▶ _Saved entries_
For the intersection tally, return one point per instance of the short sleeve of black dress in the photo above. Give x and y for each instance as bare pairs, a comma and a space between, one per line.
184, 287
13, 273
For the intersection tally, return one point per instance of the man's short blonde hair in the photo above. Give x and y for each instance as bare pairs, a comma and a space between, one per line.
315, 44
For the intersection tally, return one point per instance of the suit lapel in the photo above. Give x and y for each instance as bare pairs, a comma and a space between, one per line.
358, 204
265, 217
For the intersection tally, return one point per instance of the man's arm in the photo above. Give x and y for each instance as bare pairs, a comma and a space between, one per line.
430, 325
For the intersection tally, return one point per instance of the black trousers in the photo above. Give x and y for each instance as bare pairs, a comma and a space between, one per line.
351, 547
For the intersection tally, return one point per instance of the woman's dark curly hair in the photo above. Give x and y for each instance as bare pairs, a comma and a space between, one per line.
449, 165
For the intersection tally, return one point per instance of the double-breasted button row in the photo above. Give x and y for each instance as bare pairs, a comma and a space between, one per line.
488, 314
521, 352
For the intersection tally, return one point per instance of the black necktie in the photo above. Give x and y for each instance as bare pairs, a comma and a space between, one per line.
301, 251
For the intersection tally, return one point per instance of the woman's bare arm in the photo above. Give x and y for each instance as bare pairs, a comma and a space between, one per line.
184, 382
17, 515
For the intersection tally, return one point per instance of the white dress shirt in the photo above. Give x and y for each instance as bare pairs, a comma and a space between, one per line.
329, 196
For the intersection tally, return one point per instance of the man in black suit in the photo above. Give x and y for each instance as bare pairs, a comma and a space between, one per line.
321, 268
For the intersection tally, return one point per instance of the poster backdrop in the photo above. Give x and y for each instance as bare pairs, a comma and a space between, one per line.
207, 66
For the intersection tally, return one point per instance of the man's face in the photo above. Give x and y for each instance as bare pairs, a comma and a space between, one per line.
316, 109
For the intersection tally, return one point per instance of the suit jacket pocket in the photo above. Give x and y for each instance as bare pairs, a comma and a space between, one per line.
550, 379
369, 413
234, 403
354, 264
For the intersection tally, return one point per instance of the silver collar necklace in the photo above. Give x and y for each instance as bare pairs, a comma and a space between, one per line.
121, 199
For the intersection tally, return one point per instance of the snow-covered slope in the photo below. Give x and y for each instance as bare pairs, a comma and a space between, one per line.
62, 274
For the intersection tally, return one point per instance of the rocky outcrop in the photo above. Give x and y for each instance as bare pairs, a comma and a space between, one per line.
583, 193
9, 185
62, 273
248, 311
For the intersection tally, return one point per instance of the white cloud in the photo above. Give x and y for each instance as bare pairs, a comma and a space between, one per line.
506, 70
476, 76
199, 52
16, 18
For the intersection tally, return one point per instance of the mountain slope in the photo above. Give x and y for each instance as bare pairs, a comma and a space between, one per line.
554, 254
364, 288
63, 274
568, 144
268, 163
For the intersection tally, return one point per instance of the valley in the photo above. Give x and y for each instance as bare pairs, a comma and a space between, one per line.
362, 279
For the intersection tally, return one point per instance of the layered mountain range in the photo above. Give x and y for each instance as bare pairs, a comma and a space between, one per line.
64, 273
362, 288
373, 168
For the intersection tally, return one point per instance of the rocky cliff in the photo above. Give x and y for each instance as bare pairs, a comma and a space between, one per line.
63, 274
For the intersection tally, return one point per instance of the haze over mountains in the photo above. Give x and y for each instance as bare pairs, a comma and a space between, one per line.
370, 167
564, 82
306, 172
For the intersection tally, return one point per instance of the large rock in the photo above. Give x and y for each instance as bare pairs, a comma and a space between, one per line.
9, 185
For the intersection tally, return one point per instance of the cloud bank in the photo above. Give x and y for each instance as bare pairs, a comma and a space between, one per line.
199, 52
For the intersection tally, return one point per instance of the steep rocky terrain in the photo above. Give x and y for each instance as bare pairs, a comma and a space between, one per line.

▶ _PROBLEM DETAILS_
Reproduce, please, every line of the records above without alteration.

▶ _ANSWER BOX_
For the intersection tally, return one point per instance of the short sleeve of black dress in the photo above. Give x and y for each instance as bare pairs, a comma and a space between, one per line.
184, 287
13, 273
For the intersection tally, return one point per instance of the man's short blonde hair in the photo above. Give x and y for each instance as bare pairs, a comma and a space between, one per line.
315, 44
For the intersection tally, return one point per instance of the suit lapel in the photo above. Give x and y for each instance as bare pairs, a comma and a space between, one per line.
358, 204
265, 217
For the intersection tally, return one point per instance of the man's arm in the photo above. Give x and y for each instance as bare pairs, a comma and a space between, one per line.
430, 325
For the intersection tally, return one point per instance of the black trousers in the photo above. Give x and y for each instance as bare pairs, a comma and a space between, one per line.
351, 547
For the intersection tally, return one point per instance of the woman's dark curly hair in the photo above. Give x and y for each instance as bare pairs, a comma and a space between, one per line.
449, 165
For the intersection tally, return one point per instance of the double-breasted button row in the photo above. Give x and y for each instance as bare pairs, a comma and a space between, one per line.
488, 314
521, 352
For the intersection tally, return one point per instance of the black necktie in the photo above. Give x and y for each instance as bare pairs, a comma and a space between, one per line.
301, 251
For the intersection tally, return one point per instance of the woman's bare arm in the photo above. Give x and y for each instance as bare pairs, a comma and a space between, one per line.
184, 382
17, 515
For the intersection tally, return one point per instance of the white dress shirt in the photo above. Give x and y for each instance as bare pairs, a comma and a space between, one per line.
329, 196
For the intersection tally, return one point per instance of the man in black suit in the photo above. Give x and y for each instance as bare pairs, a comma and a space between, one per line.
321, 268
For the intersection tally, return one point per instance of the poster backdrop in the photo above. Give x and y for each instance as bare pairs, a comma and a space between, one per line.
207, 66
For the intersection tally, return one point per instance of the man's face in the photo above. Give x and y for each instance as bare pairs, a comma and a space between, one per line.
316, 109
For the intersection tally, return one point per instance of the suit jacket pocket in the photo above. Give x and y for each instance as bare pairs, a comma and a space between, one per line.
550, 379
369, 413
234, 403
354, 264
For the intersection tally, return one point per instance of the silver collar necklace in the photo above. Give x and y for each instance as bare pairs, a comma and a space between, one per line.
121, 199
For the intersection tally, return one point per instance of the snow-covered slope in the photo below. Give x and y for each instance as bare pairs, a comma and a space between, one per line.
62, 274
For the intersection tally, return one point per instance of the rocky outcrop in the photo above. Give x and y for each instance as bare pairs, a comma and a space between, one per line.
583, 193
9, 185
62, 273
248, 311
For the intersection tally, return one point per instance of the white cloud in the photo above. Give x and y for each instance as bare pairs, a comma and a space between, one per line.
506, 70
476, 76
199, 52
16, 18
For the intersection tally, return one point per instance of the mountain slope in the photo above. Give x and y for each instance as bare pairs, a comma and a space between, one per line.
554, 254
364, 288
63, 274
568, 144
268, 163
For the intersection tally, return one point per instance of the valley in the photo above. Give x and y for each instance as bare pairs, a comma and a space between, one per line.
362, 279
For the intersection tally, return one point per instance of the layered mountain range in the photo above. Give x and y for each instance as bare pairs, a comma and a space between, one per line.
64, 273
362, 288
373, 168
For the intersection tally, return one point per instance of the rocky cliff in the photo above. Give x and y for each instance as bare pairs, a comma and a space between, one per line.
63, 274
For the intersection tally, return one point per instance of the haze over mountains in the photo above. Give x and y for each instance as bare pairs, a comma and a space between, one per line.
370, 167
564, 82
306, 172
For the intersection tally, return one point per instance of the large rock in the photo above. Give x and y for each instance as bare pairs, a comma and a space between, one per line.
9, 185
For the intersection tally, return one point per instance of the cloud bank in the photo above. Give x and y for each instance as bare pairs, a comma and a space between, one per line.
199, 52
For the intersection tally, return one point per instance of the steep rocky terrain in the photo above. Give x and y for each instance as bare pairs, a comma and a space between, one per line.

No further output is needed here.